### Фрагмент текста
::::::::
Разница между воображением и фантазией та же, что между ровным летним дождем и майской сверкающе-громыхающей грозой. Обладают фантазией в избытке дети, гениальные люди и… обыкновенные чудаки. Был чудаком тот, кто изобрел плуг, и тот, кто построил колесо, и далекий-далекий мечтатель, который у поваленного через широкий ручей дерева в мыслях увидел мост над большой рекой…
Можно уверенно утверждать, как это делает французский ученый Т. Рибо в старой хорошей книге «Психология воображения», что нас сегодня в обыденной жизни окружает «кристаллизованная фантазия». Это фонари, горящие на улице, и сами улицы, по которым мы ходим. Это мосты над реками и лестницы наших домов. Кристаллизованная человеческая фантазия день и ночь у нас под рукой.
Но если формула «фантазия — сердце» верна (а к этому мы еще вернемся), то, видимо, можно утверждать, что нас окружает… «кристаллизованная доброта». Мы ходим по ней, стирая о нее подошвы наших башмаков.
::::::::
### Задания
• A. Что, согласно фрагменту о фантазии, входит в «кристаллизованную фантазию», которая окружает нас в обыденной жизни? Перечислите все примеры из текста.
• B. Перепишите в виде таблицы Markdown со столбцами «№» и «Строка» все строки записей, от строки, содержащей «Please provide the mask of every instance of the purple», вниз до строки, содержащей «145 86 L 146», включая обе. Пустые строки пропустите.

### Исходные данные
::::::::
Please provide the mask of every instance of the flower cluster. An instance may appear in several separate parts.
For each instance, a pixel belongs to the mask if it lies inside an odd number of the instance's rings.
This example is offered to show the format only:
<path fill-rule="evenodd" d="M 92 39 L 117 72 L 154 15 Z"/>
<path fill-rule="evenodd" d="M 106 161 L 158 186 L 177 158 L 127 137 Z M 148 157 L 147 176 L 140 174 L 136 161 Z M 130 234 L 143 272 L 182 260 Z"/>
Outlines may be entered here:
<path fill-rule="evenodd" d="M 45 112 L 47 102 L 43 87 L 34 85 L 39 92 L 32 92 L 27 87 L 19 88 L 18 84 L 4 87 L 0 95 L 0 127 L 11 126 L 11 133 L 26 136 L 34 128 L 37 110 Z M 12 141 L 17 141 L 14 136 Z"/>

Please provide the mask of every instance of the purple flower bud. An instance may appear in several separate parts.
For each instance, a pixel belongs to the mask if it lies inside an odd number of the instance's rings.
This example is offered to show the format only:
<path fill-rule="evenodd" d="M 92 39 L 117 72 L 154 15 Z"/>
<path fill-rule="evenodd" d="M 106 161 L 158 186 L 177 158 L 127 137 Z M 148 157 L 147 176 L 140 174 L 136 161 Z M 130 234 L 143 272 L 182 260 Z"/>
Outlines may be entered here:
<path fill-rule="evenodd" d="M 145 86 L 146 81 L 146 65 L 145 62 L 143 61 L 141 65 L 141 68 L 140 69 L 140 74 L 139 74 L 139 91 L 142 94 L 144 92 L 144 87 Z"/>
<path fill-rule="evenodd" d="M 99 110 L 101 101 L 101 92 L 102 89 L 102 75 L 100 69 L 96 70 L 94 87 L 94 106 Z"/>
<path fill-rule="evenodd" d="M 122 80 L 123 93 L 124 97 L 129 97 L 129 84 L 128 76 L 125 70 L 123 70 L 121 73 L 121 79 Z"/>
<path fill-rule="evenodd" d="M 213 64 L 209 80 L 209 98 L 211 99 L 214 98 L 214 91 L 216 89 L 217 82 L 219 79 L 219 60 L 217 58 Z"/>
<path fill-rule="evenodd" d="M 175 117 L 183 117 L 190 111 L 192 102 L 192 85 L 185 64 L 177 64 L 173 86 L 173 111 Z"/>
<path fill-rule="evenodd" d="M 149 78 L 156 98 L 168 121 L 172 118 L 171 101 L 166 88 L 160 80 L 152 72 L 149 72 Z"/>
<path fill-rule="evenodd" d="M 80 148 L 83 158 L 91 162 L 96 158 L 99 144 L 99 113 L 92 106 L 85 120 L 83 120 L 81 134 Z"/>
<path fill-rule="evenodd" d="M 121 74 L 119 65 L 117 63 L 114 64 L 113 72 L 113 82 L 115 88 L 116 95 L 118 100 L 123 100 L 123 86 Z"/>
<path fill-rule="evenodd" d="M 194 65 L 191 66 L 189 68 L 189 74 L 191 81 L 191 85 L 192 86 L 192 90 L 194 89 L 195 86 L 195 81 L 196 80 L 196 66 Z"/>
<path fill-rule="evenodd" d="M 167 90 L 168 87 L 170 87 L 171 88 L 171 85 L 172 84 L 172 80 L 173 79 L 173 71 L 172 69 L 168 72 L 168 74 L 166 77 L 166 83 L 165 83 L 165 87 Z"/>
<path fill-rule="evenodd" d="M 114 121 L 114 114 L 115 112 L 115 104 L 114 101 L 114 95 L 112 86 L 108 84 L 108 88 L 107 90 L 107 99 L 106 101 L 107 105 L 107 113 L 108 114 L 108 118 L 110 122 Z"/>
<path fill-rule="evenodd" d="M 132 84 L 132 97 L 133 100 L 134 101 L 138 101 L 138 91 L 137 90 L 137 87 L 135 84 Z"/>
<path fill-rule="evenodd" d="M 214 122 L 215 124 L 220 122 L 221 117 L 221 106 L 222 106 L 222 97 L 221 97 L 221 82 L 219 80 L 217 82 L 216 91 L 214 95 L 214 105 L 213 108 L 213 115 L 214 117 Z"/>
::::::::
### Ответы по заданиям
• A.
- фонари, горящие на улице
- улицы, по которым мы ходим
- мосты над реками
- лестницы наших домов

• B.
| № | Строка |
|---|---|
| 1 | Please provide the mask of every instance of the purple flower bud. An instance may appear in several separate parts. |
| 2 | For each instance, a pixel belongs to the mask if it lies inside an odd number of the instance's rings. |
| 3 | This example is offered to show the format only: |
| 4 | <path fill-rule="evenodd" d="M 92 39 L 117 72 L 154 15 Z"/> |
| 5 | <path fill-rule="evenodd" d="M 106 161 L 158 186 L 177 158 L 127 137 Z M 148 157 L 147 176 L 140 174 L 136 161 Z M 130 234 L 143 272 L 182 260 Z"/> |
| 6 | Outlines may be entered here: |
| 7 | <path fill-rule="evenodd" d="M 145 86 L 146 81 L 146 65 L 145 62 L 143 61 L 141 65 L 141 68 L 140 69 L 140 74 L 139 74 L 139 91 L 142 94 L 144 92 L 144 87 Z"/> |